### Assigned task
Take the line with "Target: paperbark tree" as the first line and the last line of the data as the final one. Write out those lines exactly, and no others.

### Data for processing
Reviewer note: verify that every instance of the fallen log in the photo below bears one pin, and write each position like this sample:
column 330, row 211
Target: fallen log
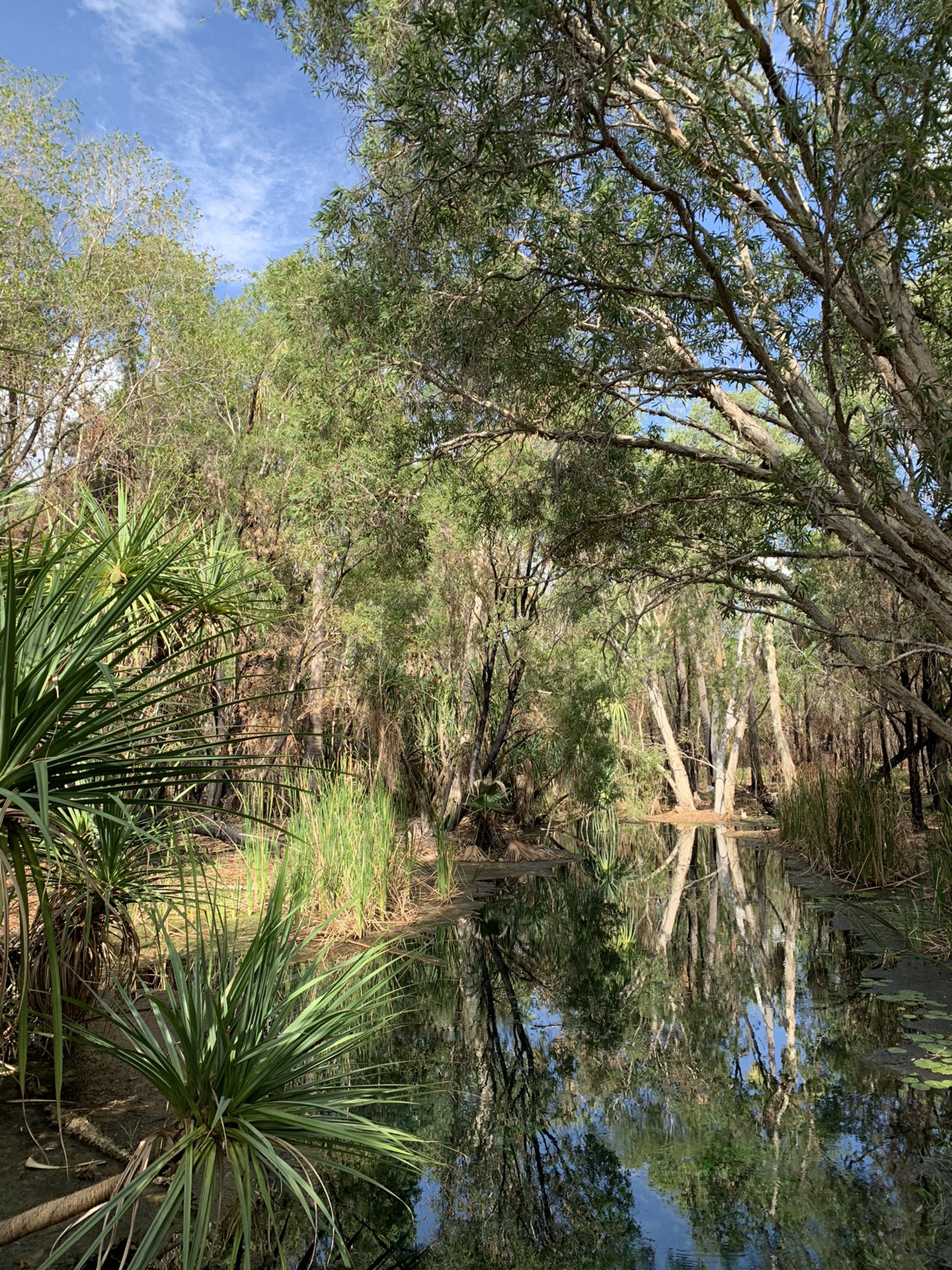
column 58, row 1210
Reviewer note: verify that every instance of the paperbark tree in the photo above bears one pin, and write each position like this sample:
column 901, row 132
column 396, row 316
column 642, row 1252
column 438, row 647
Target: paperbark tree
column 740, row 211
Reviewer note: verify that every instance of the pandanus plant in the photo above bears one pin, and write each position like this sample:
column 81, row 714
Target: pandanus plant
column 88, row 714
column 260, row 1057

### Solution to this task
Target: paperbark tree
column 740, row 211
Reviewer note: verify that every instance of the pandanus plant in the photo above bears one pin, and write each position like this sample:
column 81, row 714
Target: pandanus plant
column 88, row 714
column 260, row 1057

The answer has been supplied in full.